START
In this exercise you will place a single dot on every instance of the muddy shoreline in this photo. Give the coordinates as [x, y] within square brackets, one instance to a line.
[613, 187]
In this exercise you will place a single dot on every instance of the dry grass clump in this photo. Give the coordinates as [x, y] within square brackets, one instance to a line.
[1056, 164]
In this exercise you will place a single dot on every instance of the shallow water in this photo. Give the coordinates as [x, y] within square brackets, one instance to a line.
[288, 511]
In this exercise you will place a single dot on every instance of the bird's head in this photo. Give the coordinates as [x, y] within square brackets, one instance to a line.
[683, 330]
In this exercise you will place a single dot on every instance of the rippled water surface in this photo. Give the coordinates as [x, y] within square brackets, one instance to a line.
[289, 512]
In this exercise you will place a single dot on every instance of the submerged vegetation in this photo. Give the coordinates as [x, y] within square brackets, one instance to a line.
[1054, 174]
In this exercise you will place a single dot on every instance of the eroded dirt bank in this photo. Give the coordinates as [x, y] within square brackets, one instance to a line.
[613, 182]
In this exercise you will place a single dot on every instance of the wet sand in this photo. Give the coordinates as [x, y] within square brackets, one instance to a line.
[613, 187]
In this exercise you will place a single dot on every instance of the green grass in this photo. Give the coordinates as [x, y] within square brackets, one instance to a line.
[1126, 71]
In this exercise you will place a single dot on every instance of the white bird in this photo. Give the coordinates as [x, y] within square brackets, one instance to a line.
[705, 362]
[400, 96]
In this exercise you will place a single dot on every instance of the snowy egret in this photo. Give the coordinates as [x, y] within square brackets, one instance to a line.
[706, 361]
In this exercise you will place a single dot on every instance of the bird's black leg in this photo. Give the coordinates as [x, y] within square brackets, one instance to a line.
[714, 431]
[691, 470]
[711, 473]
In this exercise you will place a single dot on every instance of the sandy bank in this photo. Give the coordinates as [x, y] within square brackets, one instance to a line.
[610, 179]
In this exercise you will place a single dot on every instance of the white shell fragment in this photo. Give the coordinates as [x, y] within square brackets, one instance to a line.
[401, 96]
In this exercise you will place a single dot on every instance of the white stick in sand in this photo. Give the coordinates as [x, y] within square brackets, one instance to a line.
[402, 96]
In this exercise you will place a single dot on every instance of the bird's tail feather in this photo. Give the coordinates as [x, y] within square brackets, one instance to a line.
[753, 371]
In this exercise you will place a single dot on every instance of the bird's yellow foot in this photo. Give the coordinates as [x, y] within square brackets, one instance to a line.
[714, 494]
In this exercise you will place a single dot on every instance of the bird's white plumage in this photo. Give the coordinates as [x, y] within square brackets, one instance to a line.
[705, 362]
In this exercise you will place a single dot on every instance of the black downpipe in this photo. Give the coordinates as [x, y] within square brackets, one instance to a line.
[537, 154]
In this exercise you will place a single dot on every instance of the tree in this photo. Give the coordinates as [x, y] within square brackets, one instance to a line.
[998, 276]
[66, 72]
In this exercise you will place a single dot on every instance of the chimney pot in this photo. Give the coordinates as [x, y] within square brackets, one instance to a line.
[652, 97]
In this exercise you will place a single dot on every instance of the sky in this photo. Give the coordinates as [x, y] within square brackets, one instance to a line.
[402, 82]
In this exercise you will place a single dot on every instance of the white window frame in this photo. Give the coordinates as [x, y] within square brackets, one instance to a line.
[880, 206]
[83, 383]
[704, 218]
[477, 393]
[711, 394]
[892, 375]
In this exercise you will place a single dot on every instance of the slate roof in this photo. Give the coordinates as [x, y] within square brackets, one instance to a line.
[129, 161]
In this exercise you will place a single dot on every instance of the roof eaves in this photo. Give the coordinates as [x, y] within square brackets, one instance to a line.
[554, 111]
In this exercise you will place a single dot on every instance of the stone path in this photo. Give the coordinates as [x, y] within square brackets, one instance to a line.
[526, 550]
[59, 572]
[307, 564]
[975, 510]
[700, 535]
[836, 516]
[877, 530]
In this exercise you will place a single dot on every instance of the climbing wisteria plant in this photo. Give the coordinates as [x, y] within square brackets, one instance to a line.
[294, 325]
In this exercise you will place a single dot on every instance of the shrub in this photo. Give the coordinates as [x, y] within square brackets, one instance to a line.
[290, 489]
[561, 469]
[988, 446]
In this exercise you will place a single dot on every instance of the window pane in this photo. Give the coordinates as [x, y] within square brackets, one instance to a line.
END
Written task: Format every line of the rows above as a JSON list of strings, one string per line, with blank lines omitted.

Solution for this problem:
[
  "In this exercise you will place a single dot on every instance of the muddy shoreline in this photo. Give the coordinates as [x, y] within square brackets, one instance to a line.",
  "[613, 187]",
  "In this exercise you will place a single dot on every instance of the dry grass clump in this photo. Give the coordinates as [x, y] within square brackets, one instance to a line.",
  "[1056, 164]",
  "In this exercise you will place a single dot on every instance of the shallow water in this photo. Give the coordinates as [x, y] within square brackets, one instance to a line.",
  "[288, 511]",
  "In this exercise you will place a single dot on every instance of the bird's head in this photo. Give the coordinates as [x, y] within square brackets, one instance to a line.",
  "[683, 330]",
  "In this exercise you will place a single dot on every instance of the rippled water surface in this photo. Give the coordinates as [x, y] within square brackets, one instance to a line.",
  "[289, 512]",
  "In this exercise you will place a single dot on every instance of the submerged vegetation in this photo. Give the coordinates as [x, y] within square brackets, one instance to a line.",
  "[1054, 174]",
  "In this exercise you will place a single dot on every instance of the eroded dirt bank in this photo. Give the coordinates as [x, y] within square brackets, one instance to a line.",
  "[613, 182]",
  "In this exercise you will place a single dot on every instance of the wet sand in this photo. Give the coordinates as [x, y] within square brackets, one instance to a line.",
  "[613, 187]",
  "In this exercise you will place a single dot on every instance of the green grass in this photo. Give the coordinates as [x, y] within square brackets, one instance to a line.",
  "[1126, 71]",
  "In this exercise you will place a single dot on every instance of the white bird in this photo. Give the coordinates as [x, y] within square brackets, one instance to a line.",
  "[705, 362]",
  "[400, 96]",
  "In this exercise you will place a single dot on every instance of the snowy egret in this photo. Give the coordinates as [x, y] within square brackets, one instance to a line.",
  "[706, 361]",
  "In this exercise you will place a single dot on every instance of the bird's black leg in this photo. Give the coordinates as [x, y] within square brackets, one instance to a line.",
  "[714, 431]",
  "[691, 470]",
  "[711, 473]",
  "In this exercise you will place a single dot on every instance of the sandy bank in this photo. Give the coordinates as [x, y] within square brackets, one instance to a line.",
  "[610, 179]",
  "In this exercise you will place a single dot on every instance of the white shell fragment in this photo. Give the coordinates as [x, y] within square brackets, one instance to a line.",
  "[401, 96]",
  "In this exercise you will place a single dot on every instance of the white stick in sand in this photo. Give the coordinates as [x, y] within square brackets, one instance to a line.",
  "[402, 96]",
  "In this exercise you will place a single dot on every instance of the bird's tail feather in this photo. Give the coordinates as [x, y] within square brackets, one instance to a line.",
  "[753, 371]",
  "In this exercise you will place a single dot on every instance of the bird's yellow foot in this photo. Give the coordinates as [x, y] within square brackets, one instance to a line.",
  "[714, 494]",
  "In this exercise you will place a single dot on every instance of the bird's white plumage in this photo. Give the coordinates as [x, y] within square brackets, one instance to a line.",
  "[705, 362]",
  "In this exercise you will place a single dot on every instance of the black downpipe in this photo. Give the coordinates as [x, y] within square brackets, one instance to a line.",
  "[537, 154]",
  "In this exercise you will place a single dot on every instance of the tree in this photo. Give the coordinates as [x, y] within square brackets, one instance to a line.",
  "[998, 276]",
  "[66, 72]",
  "In this exercise you will place a single dot on every instance of the chimney pot in this photo. Give the coordinates as [x, y] within square brackets, one instance to a line.",
  "[652, 97]",
  "In this exercise you will place a single dot on every instance of the sky in this photo. Give the coordinates as [x, y] within square brackets, one instance to a line.",
  "[402, 82]",
  "In this exercise you will place a single dot on every instance of the white window frame in this photo. Give the coordinates as [x, y] within square brackets, one instance to a line.",
  "[880, 206]",
  "[83, 383]",
  "[704, 218]",
  "[477, 393]",
  "[711, 394]",
  "[892, 375]",
  "In this exercise you will place a single dot on every instance of the slate roof in this photo. Give the coordinates as [x, y] within square brackets, one instance to a line.",
  "[129, 161]",
  "In this exercise you will place a single dot on every instance of the roof eaves in this photo. Give the coordinates as [x, y] within square brackets, one instance to a line.",
  "[554, 111]",
  "In this exercise you will place a single dot on every instance of the stone path in this photo. Give the coordinates as [x, y] within square brackets, one instance to a line.",
  "[526, 550]",
  "[59, 572]",
  "[307, 564]",
  "[975, 510]",
  "[700, 535]",
  "[836, 516]",
  "[877, 530]",
  "In this exercise you will place a single dot on every instance of the climbing wisteria plant in this photo. Give the coordinates as [x, y] within square brackets, one instance to a line.",
  "[294, 325]",
  "In this exercise you will place a single dot on every instance of the shrub in this photo. Give the coordinates as [x, y] within square brackets, one instance to a line.",
  "[290, 489]",
  "[561, 469]",
  "[988, 446]",
  "In this exercise you will place a single dot on every instance of the window pane in this photo. Give the coordinates as [x, y] within square brackets, one instance to a line."
]